[SUBW-A] Trip report - Northern Wollemi canyoning

Roger Butler R.Butler at lake.com.au
Thu Jan 31 09:35:06 AEDT 2002


Party members: Luke Binsted, Justin Blows, Stephanie Cuthbert

After an eventless drive, Luke and I arrived at the Glen Davis campground
ten minutes after Stephanie and Justin on Friday night.  We all had a
sleep-deprived night due to mosquitoes, but bounced up early on Australia
Day and headed for our canyoning destination.

This involved driving through farmland so we did the right thing and knocked
on the door of the farm house to seek permission to go through their land.
We were greeted (sort of) by a deceptively frail old lady who's first two
sentences were "I thought I heard a tap on the door." and "Do you have
permission to be on private land?"  We sought her permission in the nicest
possible way and managed to turn her reasonably emphatic "no" into an "I'm
not really happy about it, but ok."  The main stumbling block was our
honesty when asked whether we'd be lighting fires.  Perhaps honesty is not
the best policy.

So we set off and climbed towards a steep cliffline.  We found a pass
through and headed off along the ridge.  We had lunch and dropped our full
packs in the bush, taking day packs into our first canyon.  This started
with a narrow teaser section in the headwaters, became a normal creek again,
then launched into full canyon quite a way.  It had a few small drops, all
of which Luke managed to hand-over-hand.  The scenery was beautiful but the
smell was anything but.  Thankfully, we got used to the rancid swamp gas and
reassured ourselves that it was caused only by naturally decaying leaf
matter.  Coming to a creek junction, we explored the other branches but
found no sign of canyon.  So we retreated back to our packs and followed a
ridge to a likely campsite.  My navigation faltered on the flat ridgetop and
we stopped short of our destination, being corrected by Justin's GPS.  But
it was late, we'd had a long day, and our destination could wait.

We enjoyed olives, gnocchi, pasta, port, cake, custard, and even a
lightly-roasted witchetty grub during the night's dining.  Luckily, we'd
also found a mossie-free site and slept well into the next morning.  We
gathered our gear and climbed over a knoll to find a magnificent campsite at
our original destination.  If we'd known we would have continued last night!
We all decided that this would be a good base for the next two days' canyons
and left our packs among the grassy glades.

It was only a short way from this site to a long canyon that took much of
the day to negotiate.  Like the previous canyon, it began with a couple of
narrow teaser sections.  It then became a long canyon of superb quality.
Again, it was very narrow in parts and had deep dark sections that we used
torches to explore.  It started dry but became wetter as we went along.
There were a couple of small abseils and one 15m one into a deep cavern.  We
climbed out several kilometres downstream at a junction and relaxed with a
cup of tea overlooking the opposite cliffs.  We arrived back at camp early
and set up for a very relaxing night on our grassy site.  After dinner, we
all traipsed up onto a ridge to watch the sun set through the trees.

■ **Source records**
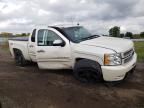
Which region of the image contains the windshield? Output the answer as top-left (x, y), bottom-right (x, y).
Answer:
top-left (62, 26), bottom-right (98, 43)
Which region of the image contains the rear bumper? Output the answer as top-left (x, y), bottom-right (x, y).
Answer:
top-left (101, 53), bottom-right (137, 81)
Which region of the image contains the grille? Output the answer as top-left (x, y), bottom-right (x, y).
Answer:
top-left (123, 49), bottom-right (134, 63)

* * *

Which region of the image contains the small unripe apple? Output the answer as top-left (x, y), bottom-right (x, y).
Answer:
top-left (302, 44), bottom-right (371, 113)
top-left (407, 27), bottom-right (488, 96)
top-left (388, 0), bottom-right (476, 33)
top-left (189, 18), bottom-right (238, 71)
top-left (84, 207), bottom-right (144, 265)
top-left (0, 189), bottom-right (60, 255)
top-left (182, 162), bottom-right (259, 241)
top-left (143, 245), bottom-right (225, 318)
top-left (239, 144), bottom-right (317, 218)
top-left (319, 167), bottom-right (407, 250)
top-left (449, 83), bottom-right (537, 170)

■ **Required task 1**
From the canyoning trip report, return the passage that begins at the words "It was only" and stops after the words "of superb quality.".
■ **Required task 2**
In the entries, retype only the lines that begin at the line that has "Which region of the image contains the grille?" and stop after the line that has "top-left (123, 49), bottom-right (134, 63)", including both of those lines.
The trip report and the entries come from separate sources.

■ **Correct output 1**
It was only a short way from this site to a long canyon that took much of
the day to negotiate.  Like the previous canyon, it began with a couple of
narrow teaser sections.  It then became a long canyon of superb quality.

■ **Correct output 2**
Which region of the image contains the grille? Output the answer as top-left (x, y), bottom-right (x, y).
Answer:
top-left (123, 49), bottom-right (134, 63)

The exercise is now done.